#### Text section:

● ● ● ● ●

More Mendacity from Mendacious Michael Gottesman: Spewing Falsehoods About the New Jersey Family Policy Center
April 8, 2026In more excellent reporting, NJSpotlight News‘ John Reitmeyer presents the reality of New Jersey’s long-term debt profile, as shown in the state’s most recent, FY2025 (7/1/24 – 6/30/25) Annual Report. Former-Gov. Murphy chose to pump $47 billion into New Jersey’s pension system, but pensions make up only part of New Jersey long-term debt: there’s also bonded debt (bonds that the state issues) and state health benefits, which along with pensions make up the non-bonded debt. All of these — not just pensions — are funded by tax (and lottery) revenues, so while bonds have been paid own and pensions are on firmer (but still not firm) ground, the state’s health-benefit liabilities have dramatically increased. As a result, New Jersey’s total debt has essentially flat-lined since FY2022, when Murphy began making the full, required pension payments. And even pensions still face a significant funding challenge and will require three decades of $7 billion payments (over $200 billion in total) to be fully funded. It’s not a sustainable system.

● ● ● ● ●

Records from a data source
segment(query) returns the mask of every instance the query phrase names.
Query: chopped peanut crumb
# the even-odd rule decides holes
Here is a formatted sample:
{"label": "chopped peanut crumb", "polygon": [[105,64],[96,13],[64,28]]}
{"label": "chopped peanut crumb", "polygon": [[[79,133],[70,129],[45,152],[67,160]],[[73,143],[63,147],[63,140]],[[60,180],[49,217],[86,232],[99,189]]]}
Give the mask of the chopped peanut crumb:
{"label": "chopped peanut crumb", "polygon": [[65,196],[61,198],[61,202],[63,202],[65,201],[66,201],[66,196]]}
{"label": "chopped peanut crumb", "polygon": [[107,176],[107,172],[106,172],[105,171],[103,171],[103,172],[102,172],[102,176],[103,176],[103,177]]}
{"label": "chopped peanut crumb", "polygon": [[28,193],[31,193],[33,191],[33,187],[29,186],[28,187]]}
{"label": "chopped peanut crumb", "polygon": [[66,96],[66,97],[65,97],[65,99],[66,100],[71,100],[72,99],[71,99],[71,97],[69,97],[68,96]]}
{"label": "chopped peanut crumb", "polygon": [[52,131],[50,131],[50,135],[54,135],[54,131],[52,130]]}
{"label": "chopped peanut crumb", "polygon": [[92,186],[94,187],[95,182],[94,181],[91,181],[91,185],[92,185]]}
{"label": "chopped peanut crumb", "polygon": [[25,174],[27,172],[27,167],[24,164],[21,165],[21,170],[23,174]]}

● ● ● ● ●

#### Exercise prompt:
List every component of New Jersey's long-term debt that the article on the state's debt profile names.

#### Written response:
- Pensions
- Bonded debt (bonds that the state issues)
- State health benefits